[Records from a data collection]
+ + + + +

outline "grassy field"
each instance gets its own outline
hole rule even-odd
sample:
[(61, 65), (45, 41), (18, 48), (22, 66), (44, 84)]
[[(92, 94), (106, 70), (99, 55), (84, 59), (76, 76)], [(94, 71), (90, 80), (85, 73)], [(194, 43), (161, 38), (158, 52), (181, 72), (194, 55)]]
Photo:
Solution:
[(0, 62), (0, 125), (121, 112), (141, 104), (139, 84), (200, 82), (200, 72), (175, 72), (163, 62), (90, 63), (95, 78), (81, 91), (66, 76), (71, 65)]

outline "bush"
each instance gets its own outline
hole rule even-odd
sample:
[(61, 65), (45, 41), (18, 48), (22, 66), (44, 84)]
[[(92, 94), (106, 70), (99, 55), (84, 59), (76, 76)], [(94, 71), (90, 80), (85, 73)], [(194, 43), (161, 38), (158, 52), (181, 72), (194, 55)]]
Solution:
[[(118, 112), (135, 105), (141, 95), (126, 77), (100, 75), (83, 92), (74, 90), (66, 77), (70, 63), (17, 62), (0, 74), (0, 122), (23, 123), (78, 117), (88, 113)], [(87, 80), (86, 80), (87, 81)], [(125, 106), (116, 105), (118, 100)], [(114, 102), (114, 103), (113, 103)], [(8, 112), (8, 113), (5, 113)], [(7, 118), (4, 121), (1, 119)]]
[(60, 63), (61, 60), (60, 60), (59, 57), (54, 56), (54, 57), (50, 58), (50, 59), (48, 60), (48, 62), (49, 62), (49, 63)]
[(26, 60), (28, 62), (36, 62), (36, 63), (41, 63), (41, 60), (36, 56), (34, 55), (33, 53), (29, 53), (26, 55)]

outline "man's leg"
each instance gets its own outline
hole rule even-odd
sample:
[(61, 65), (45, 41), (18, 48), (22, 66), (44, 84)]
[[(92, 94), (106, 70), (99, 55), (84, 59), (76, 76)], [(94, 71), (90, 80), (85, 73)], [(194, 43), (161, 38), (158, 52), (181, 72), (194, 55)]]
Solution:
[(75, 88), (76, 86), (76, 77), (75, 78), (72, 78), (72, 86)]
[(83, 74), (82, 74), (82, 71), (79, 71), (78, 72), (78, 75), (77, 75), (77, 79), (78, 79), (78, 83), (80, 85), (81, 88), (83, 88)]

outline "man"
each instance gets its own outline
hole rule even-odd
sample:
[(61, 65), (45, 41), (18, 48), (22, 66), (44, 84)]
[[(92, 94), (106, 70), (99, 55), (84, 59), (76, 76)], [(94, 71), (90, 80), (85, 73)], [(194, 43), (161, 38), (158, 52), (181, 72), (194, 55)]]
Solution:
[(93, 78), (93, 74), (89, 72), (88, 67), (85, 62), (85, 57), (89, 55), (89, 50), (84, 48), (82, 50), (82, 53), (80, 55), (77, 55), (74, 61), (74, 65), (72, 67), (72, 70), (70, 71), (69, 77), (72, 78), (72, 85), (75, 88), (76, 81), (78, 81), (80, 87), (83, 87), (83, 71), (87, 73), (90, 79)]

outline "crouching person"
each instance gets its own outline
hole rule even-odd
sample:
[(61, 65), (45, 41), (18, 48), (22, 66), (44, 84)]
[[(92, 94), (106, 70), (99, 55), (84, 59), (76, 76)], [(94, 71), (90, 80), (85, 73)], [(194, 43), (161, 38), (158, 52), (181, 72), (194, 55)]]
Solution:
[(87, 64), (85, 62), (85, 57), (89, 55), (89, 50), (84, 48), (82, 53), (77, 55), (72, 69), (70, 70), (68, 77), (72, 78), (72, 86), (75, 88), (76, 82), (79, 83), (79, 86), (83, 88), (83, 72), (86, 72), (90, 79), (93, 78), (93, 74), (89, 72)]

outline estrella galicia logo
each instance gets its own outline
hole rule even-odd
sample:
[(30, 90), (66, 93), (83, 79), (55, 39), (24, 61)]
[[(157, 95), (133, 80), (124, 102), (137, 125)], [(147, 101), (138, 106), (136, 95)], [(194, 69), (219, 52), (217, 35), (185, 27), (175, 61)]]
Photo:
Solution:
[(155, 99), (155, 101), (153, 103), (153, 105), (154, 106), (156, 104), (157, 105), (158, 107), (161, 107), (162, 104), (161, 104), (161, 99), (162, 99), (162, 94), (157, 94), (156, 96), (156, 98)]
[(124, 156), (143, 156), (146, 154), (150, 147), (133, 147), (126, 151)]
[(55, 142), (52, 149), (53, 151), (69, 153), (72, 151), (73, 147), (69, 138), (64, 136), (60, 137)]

+ + + + +

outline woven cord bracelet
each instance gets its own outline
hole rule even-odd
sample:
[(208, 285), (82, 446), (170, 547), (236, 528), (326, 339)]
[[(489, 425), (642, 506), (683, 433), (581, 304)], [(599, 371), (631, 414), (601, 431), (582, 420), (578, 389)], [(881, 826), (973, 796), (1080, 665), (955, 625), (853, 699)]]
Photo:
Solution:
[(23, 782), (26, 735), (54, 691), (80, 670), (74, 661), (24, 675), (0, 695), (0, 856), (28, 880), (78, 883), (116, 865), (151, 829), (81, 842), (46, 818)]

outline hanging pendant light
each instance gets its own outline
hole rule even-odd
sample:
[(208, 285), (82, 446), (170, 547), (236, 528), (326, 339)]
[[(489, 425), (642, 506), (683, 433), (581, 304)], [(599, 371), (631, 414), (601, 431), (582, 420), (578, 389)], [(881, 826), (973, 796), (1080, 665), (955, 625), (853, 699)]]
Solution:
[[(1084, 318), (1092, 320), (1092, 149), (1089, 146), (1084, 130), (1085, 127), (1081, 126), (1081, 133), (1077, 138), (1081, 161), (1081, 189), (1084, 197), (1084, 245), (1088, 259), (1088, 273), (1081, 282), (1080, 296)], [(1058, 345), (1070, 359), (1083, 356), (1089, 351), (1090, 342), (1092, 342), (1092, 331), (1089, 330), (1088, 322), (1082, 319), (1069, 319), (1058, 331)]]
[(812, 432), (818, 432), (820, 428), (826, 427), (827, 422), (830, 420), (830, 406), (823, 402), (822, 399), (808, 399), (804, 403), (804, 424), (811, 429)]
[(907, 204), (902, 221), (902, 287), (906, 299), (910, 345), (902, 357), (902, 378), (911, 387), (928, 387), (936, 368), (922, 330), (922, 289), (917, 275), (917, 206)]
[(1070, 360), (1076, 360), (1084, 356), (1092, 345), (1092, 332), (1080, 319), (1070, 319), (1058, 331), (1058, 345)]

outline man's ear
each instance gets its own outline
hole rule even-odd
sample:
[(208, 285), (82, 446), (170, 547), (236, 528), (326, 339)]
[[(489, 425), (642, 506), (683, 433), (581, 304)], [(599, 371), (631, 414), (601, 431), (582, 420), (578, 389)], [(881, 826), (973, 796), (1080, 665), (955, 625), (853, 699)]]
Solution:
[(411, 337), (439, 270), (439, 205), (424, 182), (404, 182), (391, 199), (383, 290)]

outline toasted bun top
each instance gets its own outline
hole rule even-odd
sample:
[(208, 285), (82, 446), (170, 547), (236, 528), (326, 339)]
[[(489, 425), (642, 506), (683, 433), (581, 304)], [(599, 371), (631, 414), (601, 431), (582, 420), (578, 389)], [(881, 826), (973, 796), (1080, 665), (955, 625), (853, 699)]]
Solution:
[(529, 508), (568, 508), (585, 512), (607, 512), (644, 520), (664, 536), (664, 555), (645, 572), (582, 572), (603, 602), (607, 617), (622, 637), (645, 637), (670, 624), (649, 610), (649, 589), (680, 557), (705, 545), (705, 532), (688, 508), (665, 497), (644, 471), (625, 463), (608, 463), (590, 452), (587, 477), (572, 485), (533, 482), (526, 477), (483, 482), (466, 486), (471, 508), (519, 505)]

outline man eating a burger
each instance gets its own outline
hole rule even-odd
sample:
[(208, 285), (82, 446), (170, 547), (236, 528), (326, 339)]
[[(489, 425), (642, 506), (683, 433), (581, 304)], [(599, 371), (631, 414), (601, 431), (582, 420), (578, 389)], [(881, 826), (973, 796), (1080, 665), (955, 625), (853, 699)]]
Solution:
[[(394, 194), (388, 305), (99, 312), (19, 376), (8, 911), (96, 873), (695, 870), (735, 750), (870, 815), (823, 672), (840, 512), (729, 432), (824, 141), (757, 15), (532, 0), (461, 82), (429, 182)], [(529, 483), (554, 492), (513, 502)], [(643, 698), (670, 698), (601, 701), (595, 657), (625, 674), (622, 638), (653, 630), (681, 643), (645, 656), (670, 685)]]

+ + + + +

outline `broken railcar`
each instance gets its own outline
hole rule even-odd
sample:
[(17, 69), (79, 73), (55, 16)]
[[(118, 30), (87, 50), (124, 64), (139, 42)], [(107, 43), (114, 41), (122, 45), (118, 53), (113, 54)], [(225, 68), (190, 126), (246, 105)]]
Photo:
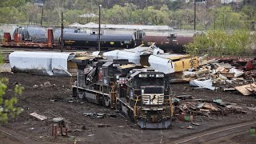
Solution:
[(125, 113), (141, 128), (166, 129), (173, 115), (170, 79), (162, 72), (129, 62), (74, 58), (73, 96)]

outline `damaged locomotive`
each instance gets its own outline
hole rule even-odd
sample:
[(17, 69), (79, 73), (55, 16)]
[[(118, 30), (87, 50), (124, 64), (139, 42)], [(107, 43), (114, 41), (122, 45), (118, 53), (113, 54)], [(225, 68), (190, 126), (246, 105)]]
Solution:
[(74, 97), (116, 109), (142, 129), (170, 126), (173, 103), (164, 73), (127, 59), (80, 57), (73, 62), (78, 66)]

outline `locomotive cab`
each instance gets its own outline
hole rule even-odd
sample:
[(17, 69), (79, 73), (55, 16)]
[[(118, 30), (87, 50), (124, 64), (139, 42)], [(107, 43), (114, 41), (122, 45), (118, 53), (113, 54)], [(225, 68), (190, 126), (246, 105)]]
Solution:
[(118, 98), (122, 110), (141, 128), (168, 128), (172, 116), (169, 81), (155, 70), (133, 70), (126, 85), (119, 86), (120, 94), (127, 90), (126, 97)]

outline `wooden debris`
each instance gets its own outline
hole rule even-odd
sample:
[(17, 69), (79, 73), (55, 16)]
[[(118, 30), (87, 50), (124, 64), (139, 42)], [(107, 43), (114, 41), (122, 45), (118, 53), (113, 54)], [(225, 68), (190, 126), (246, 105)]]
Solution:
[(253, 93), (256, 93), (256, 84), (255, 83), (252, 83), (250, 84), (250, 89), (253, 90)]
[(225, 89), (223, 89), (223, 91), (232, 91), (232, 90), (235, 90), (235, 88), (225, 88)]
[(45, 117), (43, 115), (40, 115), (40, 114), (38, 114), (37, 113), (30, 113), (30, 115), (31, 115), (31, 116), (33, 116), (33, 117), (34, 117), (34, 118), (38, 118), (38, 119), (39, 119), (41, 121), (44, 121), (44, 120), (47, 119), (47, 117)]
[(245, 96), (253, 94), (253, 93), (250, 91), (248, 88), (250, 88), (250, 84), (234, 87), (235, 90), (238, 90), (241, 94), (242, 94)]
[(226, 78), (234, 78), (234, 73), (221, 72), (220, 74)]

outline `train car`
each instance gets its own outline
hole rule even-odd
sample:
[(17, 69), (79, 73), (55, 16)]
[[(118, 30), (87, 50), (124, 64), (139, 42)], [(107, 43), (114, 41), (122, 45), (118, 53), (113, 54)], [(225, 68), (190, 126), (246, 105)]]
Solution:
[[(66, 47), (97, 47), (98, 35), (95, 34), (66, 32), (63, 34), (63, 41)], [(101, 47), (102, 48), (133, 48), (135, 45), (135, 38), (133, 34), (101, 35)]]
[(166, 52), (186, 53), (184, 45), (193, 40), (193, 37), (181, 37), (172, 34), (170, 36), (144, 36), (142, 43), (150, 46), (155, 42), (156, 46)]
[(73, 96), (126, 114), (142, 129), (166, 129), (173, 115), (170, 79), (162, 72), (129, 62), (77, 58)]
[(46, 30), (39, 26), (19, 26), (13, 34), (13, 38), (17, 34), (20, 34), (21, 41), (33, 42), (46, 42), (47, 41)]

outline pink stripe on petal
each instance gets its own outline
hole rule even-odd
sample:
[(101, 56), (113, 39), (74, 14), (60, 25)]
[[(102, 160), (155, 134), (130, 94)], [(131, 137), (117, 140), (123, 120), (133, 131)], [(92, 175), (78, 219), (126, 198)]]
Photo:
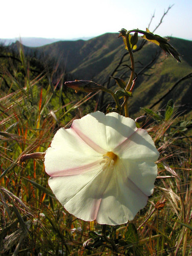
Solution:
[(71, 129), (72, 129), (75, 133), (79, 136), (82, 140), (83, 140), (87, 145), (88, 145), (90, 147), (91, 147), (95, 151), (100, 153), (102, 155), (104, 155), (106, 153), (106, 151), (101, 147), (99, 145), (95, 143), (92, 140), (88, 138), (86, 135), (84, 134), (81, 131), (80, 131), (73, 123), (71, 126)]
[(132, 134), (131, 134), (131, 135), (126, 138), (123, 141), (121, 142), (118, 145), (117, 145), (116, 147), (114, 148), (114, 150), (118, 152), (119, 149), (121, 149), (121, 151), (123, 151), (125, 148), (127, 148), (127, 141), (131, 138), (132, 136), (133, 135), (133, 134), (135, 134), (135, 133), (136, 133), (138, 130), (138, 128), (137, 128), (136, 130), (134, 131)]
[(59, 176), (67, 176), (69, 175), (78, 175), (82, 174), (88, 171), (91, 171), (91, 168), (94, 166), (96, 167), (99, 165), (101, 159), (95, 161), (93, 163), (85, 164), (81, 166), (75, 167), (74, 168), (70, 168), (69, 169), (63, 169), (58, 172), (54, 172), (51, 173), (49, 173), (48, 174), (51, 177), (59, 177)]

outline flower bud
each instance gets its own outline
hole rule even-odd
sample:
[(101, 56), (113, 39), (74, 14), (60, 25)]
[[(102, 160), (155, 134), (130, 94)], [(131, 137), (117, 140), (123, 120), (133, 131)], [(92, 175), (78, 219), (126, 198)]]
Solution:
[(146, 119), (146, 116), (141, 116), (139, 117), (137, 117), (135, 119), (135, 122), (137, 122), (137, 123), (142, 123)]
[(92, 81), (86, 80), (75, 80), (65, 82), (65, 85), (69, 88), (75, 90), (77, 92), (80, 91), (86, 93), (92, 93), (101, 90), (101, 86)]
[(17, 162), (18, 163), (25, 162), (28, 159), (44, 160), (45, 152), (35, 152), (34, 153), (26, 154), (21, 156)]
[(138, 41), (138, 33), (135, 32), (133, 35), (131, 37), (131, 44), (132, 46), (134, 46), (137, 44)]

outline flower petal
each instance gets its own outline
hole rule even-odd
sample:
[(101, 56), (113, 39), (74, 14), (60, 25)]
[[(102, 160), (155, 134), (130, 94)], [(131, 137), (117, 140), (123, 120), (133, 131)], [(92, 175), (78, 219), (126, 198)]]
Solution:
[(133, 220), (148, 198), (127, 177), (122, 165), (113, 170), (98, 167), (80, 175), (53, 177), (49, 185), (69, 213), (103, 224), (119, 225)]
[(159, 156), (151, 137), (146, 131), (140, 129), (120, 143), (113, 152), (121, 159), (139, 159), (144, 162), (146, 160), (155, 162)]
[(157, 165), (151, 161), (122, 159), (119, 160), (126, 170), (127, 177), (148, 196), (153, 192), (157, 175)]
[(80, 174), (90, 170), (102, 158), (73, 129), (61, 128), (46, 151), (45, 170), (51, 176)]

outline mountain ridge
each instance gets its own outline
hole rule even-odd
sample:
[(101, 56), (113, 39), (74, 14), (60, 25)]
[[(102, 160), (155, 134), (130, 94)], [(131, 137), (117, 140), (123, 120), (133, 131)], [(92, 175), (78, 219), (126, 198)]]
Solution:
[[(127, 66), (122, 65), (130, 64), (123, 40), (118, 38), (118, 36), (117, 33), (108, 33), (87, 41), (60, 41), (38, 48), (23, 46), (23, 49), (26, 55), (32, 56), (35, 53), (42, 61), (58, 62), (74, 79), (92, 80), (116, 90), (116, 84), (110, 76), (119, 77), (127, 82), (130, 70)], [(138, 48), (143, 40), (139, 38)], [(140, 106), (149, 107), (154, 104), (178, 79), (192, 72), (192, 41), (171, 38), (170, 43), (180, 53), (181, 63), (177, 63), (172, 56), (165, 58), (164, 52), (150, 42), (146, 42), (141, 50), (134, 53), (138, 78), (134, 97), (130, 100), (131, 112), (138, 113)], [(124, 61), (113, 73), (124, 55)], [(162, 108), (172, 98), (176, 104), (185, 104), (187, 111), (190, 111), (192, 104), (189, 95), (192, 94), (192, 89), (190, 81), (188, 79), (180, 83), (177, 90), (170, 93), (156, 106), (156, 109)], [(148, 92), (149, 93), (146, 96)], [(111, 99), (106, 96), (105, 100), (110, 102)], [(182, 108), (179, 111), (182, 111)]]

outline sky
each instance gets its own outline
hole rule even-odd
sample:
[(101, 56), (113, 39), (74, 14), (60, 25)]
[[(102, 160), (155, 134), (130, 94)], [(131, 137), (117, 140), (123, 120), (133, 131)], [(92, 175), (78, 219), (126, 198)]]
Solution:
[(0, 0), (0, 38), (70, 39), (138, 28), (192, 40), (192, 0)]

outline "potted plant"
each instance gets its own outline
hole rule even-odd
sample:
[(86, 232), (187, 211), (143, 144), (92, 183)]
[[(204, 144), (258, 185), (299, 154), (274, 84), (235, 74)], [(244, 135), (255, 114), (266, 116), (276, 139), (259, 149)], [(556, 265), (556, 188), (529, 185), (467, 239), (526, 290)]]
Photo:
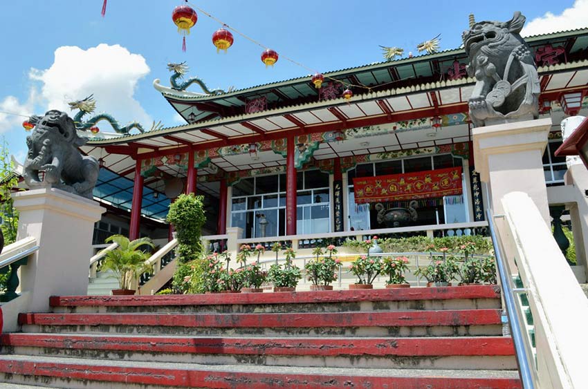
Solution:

+ + + + +

● **EXERCISE INSTRUCTIONS**:
Find every line in the entries above that contains the word "petal" and copy each one out. Matching is case-sensitive.

● **FINISHED ANSWER**:
outline pink stripe on petal
outline flower petal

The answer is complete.